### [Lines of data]
▼

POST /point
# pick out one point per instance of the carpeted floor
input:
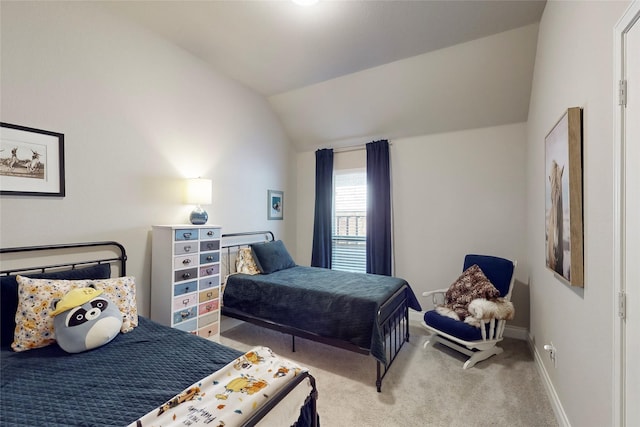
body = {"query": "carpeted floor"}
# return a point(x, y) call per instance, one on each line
point(424, 387)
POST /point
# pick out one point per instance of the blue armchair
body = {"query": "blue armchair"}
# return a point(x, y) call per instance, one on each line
point(478, 341)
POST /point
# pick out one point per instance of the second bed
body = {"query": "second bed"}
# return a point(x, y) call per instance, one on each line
point(364, 313)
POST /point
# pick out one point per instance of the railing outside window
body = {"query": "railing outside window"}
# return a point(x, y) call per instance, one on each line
point(349, 245)
point(349, 228)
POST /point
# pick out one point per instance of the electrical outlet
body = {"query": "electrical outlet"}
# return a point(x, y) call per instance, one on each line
point(553, 353)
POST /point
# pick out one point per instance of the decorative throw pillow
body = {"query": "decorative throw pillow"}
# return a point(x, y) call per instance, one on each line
point(272, 256)
point(472, 284)
point(34, 324)
point(245, 263)
point(9, 293)
point(85, 319)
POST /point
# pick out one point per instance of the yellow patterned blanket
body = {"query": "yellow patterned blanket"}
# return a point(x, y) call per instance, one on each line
point(228, 396)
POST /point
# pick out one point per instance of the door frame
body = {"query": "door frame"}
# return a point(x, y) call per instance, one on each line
point(628, 19)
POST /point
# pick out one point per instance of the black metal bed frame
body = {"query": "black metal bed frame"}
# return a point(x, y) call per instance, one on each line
point(121, 258)
point(394, 326)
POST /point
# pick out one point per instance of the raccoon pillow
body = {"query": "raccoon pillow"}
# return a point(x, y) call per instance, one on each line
point(84, 319)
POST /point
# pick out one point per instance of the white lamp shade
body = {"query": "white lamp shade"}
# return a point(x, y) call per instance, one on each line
point(199, 191)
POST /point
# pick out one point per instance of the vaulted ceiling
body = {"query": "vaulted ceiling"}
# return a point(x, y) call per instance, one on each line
point(344, 72)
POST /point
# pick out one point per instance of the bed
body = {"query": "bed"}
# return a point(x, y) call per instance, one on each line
point(364, 313)
point(126, 381)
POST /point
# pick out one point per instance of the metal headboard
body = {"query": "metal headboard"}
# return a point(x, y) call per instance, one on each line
point(117, 247)
point(243, 239)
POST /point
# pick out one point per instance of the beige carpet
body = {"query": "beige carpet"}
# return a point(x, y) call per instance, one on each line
point(423, 387)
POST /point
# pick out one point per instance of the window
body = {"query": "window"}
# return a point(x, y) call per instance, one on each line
point(349, 229)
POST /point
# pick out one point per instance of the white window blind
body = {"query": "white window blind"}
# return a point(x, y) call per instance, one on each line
point(349, 229)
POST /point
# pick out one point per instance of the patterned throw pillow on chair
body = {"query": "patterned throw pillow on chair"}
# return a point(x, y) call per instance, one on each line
point(472, 284)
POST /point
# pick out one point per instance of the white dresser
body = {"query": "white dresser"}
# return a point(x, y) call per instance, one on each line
point(185, 278)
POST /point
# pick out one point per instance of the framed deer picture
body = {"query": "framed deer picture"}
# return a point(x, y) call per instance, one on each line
point(31, 161)
point(563, 195)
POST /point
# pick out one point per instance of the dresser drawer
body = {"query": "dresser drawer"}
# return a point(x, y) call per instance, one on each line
point(209, 245)
point(210, 233)
point(208, 319)
point(188, 326)
point(210, 330)
point(208, 270)
point(185, 288)
point(184, 301)
point(210, 257)
point(182, 248)
point(208, 282)
point(184, 314)
point(208, 307)
point(185, 261)
point(186, 234)
point(208, 294)
point(189, 273)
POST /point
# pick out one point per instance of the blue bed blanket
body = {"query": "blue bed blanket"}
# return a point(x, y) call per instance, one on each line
point(112, 385)
point(328, 303)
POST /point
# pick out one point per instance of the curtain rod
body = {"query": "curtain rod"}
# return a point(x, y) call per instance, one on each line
point(353, 148)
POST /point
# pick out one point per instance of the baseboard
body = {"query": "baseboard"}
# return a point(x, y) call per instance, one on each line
point(561, 415)
point(227, 323)
point(516, 332)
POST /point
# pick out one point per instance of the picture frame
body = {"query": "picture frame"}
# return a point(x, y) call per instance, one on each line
point(31, 161)
point(563, 198)
point(275, 204)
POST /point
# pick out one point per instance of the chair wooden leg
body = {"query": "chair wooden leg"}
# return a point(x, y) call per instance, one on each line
point(479, 356)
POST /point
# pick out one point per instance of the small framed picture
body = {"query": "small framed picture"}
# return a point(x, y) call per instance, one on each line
point(275, 200)
point(31, 161)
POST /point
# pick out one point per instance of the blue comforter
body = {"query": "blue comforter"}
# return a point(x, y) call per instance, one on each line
point(328, 303)
point(112, 385)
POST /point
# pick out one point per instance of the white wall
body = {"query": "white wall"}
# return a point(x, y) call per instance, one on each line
point(574, 67)
point(453, 194)
point(139, 115)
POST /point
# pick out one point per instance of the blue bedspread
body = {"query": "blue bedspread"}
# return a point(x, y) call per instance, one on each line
point(110, 386)
point(328, 303)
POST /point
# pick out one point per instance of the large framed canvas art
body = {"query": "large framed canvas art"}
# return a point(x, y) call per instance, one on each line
point(563, 194)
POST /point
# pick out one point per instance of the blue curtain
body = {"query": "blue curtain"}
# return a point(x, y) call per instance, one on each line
point(378, 208)
point(321, 251)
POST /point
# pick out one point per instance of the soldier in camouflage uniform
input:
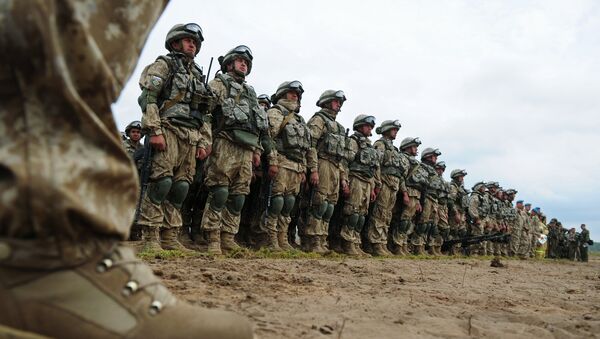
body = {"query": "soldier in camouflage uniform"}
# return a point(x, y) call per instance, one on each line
point(391, 178)
point(442, 217)
point(413, 178)
point(240, 135)
point(63, 271)
point(134, 134)
point(457, 207)
point(426, 230)
point(365, 183)
point(327, 166)
point(287, 161)
point(479, 208)
point(175, 105)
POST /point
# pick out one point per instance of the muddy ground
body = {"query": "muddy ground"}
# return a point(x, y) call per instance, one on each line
point(391, 298)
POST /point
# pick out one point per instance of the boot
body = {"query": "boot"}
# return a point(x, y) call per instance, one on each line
point(228, 243)
point(150, 239)
point(214, 242)
point(348, 248)
point(169, 239)
point(106, 294)
point(283, 241)
point(380, 250)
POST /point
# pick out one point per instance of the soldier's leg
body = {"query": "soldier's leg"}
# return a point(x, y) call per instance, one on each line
point(59, 140)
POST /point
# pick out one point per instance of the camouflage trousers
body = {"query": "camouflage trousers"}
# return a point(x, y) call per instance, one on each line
point(177, 161)
point(379, 222)
point(65, 179)
point(400, 236)
point(230, 166)
point(328, 191)
point(357, 204)
point(285, 184)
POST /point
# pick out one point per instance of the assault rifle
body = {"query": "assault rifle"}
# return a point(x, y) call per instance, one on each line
point(476, 239)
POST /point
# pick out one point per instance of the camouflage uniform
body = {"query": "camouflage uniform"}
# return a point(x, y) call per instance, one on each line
point(327, 156)
point(291, 138)
point(364, 178)
point(68, 194)
point(391, 179)
point(239, 131)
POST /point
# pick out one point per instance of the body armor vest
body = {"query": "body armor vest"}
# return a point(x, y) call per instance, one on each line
point(294, 138)
point(366, 159)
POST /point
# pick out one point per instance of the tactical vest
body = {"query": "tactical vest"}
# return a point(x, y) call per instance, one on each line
point(332, 144)
point(183, 86)
point(391, 160)
point(240, 109)
point(294, 138)
point(366, 159)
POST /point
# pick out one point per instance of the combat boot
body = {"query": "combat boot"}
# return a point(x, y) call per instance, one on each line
point(102, 291)
point(169, 240)
point(214, 242)
point(283, 241)
point(228, 243)
point(150, 241)
point(348, 248)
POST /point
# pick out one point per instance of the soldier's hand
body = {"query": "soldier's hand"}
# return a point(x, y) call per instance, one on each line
point(158, 142)
point(201, 153)
point(255, 159)
point(273, 170)
point(314, 178)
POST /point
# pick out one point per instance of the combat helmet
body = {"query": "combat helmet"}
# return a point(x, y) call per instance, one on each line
point(363, 119)
point(181, 31)
point(288, 86)
point(457, 173)
point(134, 124)
point(240, 51)
point(388, 125)
point(430, 151)
point(329, 95)
point(409, 141)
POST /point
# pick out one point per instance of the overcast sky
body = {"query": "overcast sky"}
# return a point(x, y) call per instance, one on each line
point(508, 90)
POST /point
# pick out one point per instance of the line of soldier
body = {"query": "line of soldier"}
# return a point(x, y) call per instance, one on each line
point(213, 141)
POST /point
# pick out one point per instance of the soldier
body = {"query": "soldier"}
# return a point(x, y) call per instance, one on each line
point(457, 207)
point(63, 271)
point(584, 241)
point(287, 162)
point(392, 176)
point(426, 230)
point(134, 134)
point(264, 101)
point(326, 164)
point(175, 105)
point(241, 134)
point(414, 179)
point(442, 217)
point(365, 183)
point(478, 211)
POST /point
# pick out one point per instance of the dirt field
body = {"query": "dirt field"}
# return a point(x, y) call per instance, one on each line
point(391, 298)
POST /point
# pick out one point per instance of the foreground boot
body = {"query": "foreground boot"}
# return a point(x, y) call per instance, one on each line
point(214, 242)
point(110, 294)
point(228, 243)
point(169, 240)
point(150, 241)
point(282, 240)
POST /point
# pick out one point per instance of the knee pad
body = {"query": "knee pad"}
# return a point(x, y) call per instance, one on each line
point(218, 197)
point(288, 204)
point(328, 212)
point(276, 205)
point(178, 193)
point(235, 203)
point(319, 210)
point(159, 190)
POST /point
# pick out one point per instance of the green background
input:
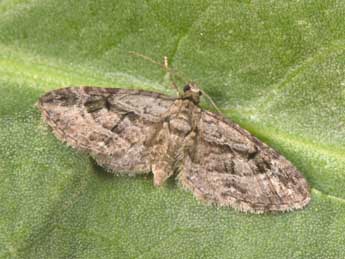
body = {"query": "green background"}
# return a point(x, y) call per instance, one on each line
point(275, 67)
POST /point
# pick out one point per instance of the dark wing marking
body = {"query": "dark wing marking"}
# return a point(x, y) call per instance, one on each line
point(229, 167)
point(110, 124)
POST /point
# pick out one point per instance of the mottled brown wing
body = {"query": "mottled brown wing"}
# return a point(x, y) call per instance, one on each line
point(110, 124)
point(229, 167)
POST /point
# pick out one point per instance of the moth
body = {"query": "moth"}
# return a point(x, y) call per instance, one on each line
point(138, 132)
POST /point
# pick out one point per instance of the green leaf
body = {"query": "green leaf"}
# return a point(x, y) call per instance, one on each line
point(275, 67)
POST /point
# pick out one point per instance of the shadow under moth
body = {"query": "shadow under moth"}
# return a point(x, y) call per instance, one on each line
point(138, 132)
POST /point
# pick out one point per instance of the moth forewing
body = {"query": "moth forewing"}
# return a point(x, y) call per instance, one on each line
point(138, 132)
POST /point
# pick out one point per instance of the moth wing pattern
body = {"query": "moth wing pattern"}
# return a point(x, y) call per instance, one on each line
point(227, 166)
point(110, 124)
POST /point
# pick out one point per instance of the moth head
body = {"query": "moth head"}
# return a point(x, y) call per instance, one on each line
point(193, 92)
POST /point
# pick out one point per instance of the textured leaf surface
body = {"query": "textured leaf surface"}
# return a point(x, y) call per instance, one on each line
point(276, 68)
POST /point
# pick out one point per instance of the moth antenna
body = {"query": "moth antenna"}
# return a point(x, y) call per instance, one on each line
point(171, 72)
point(211, 101)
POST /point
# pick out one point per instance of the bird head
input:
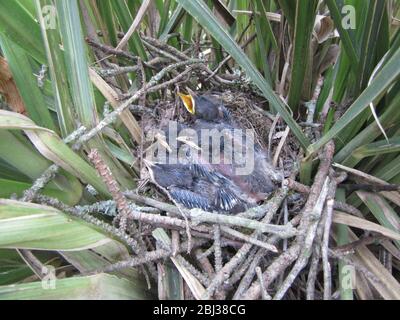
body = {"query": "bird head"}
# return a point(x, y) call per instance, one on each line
point(189, 101)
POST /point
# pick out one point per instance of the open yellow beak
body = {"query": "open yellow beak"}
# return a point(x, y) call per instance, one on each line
point(188, 102)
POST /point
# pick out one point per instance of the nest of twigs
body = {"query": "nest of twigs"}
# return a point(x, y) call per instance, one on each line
point(279, 249)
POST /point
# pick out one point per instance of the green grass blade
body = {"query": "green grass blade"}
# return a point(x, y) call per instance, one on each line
point(98, 287)
point(389, 73)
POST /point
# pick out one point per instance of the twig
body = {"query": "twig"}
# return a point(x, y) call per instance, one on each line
point(290, 255)
point(308, 242)
point(202, 216)
point(324, 250)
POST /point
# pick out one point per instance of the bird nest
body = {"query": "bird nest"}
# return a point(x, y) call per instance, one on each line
point(217, 255)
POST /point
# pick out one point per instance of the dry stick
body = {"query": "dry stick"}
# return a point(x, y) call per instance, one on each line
point(113, 188)
point(310, 219)
point(314, 265)
point(325, 247)
point(50, 172)
point(241, 254)
point(175, 241)
point(122, 205)
point(337, 205)
point(174, 54)
point(148, 257)
point(203, 278)
point(204, 263)
point(306, 246)
point(110, 50)
point(249, 239)
point(201, 216)
point(217, 248)
point(241, 272)
point(359, 267)
point(289, 256)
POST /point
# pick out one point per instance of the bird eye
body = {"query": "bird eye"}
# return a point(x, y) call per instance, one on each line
point(188, 102)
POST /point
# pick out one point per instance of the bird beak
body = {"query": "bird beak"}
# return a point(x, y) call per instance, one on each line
point(148, 163)
point(188, 102)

▲

### [WHAT YOU NEED TO DO]
Please rewrite the lines from the first one through the line containing "point(424, 387)", changing "carpeted floor" to "tiled floor" and leaving everything else as it is. Omit the pictures from your answer.

### [RESULT FOR THIS TASK]
POST /point
# pick out one point per instance of the tiled floor
input:
body = {"query": "tiled floor"}
# return a point(x, y) call per instance, one on each line
point(424, 387)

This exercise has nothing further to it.